- Required work
[A] Name every person identified by name in the trial testimony excerpt.
[B] Quote the trial testimony excerpt between "A. On the left" and "were traveling in?", inclusive.
[C] Extend the trial testimony excerpt past its final line.

— Start of Source excerpt —

A. She was inside of the maroon Pontiac on 79th Street going westbound.¶ 10 Burnett identified the photograph of defendant's bruised face as the one she showed to defendant at the Green trial. Burnett then testified to the following testimony from the cross-examination of defendant at the Green trial:
Q. Where was she in the car?
A. She was the passenger in the front seat.
Q. Did the defendant Green say anything to you?
A. Yes, she did.
Q. What happened?
A. While I was sitting in traffic inside of my personal vehicle, the vehicle driven by Anthony Fisher, the Pontiac, the maroon Pontiac with Debra Green, as they approached on the side of my vehicle, she looked at me and was like, 'you f*** b***,' and she threw the bottle at me, which struck me.
Q. How close was she to you?
A. It was probably a foot. I mean it was just two lanes going southbound on 79th Street.
Q. Where did the bottle strike you?
A. On the left side of my face and neck.
Q. What is this a photograph of?
A. It is a photograph of my left side of my face where I was struck.
Q. Does that show an area of bruising from the bottle that you testified to?
A. Yes."
"[Assistant Public Defender]: With the cars the defendants were traveling in?
[Defendant]: I never noticed their cars until 79th and Vincennes when I got hit with the glass bottle.
Q. You never noticed them at all?
A. I never seen those people before.
Q. Isn't it true that you merged into their funeral procession?
A. No. I had no knowledge of a funeral procession until after they said that's what happened, but they had no stickers on their cars for funerals, no lights or anything.
Q. At the end of the day, you, in fact, did merge with the funeral procession?

— End of Source excerpt —
— Start of Given entries —

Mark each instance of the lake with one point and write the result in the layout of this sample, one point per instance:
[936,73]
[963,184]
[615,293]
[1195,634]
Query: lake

— End of Given entries —

- Exercise answers
[A] Burnett, Anthony Fisher, Debra Green

[B]
A. On the left side of my face and neck.
Q. What is this a photograph of?
A. It is a photograph of my left side of my face where I was struck.
Q. Does that show an area of bruising from the bottle that you testified to?
A. Yes."
"[Assistant Public Defender]: With the cars the defendants were traveling in?

[C]
A. No, because is a two-way lane on 79th Street westbound. I'm in the right lane behind a car and a CTA bus. Unless the CTA is with the funeral procession, in which it wasn't, because it was picking up passengers.
Q. So it is your contention that they just pull up alongside of you and threw a bottle at you?
A. Debra Green pulled up on the side of me. She was like, you f*** b***, and she struck me with the glass bottle. She hit it against me.
Q. Your window was up, correct?
A. My window is down. It is hot.
Q. When Ms. Green was next to you, she was about one foot from you, you said?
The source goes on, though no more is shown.